-- START THE INPUT --
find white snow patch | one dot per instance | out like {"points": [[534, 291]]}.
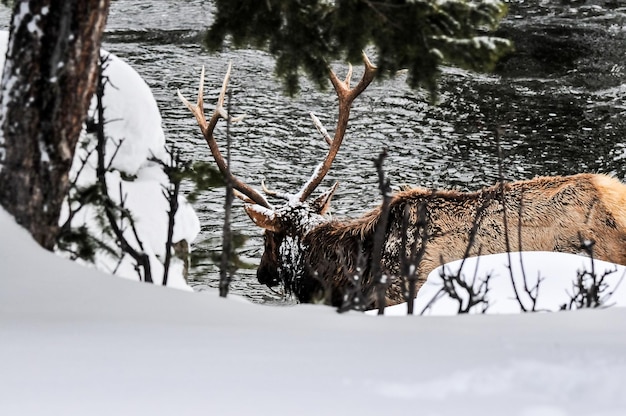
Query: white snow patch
{"points": [[558, 271], [78, 342]]}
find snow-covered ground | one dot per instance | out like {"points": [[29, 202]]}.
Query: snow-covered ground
{"points": [[74, 341], [133, 122]]}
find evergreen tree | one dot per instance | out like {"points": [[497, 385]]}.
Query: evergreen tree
-- END THE INPUT --
OBJECTIVE -
Please rewrite the material above, changing every "one dot per instance" to "one point per instance" and leaving everything else unchanged. Leave out the pictures.

TASK ANSWER -
find white snow patch | one point per instance | out like {"points": [[534, 291]]}.
Query: white snow patch
{"points": [[558, 271], [78, 342]]}
find snow-covered ground | one point per instance | out like {"points": [[29, 202]]}.
Query: snow-covered ground
{"points": [[74, 341], [133, 122]]}
find evergreen tree | one point per instance | out like {"points": [[497, 385]]}.
Query: evergreen tree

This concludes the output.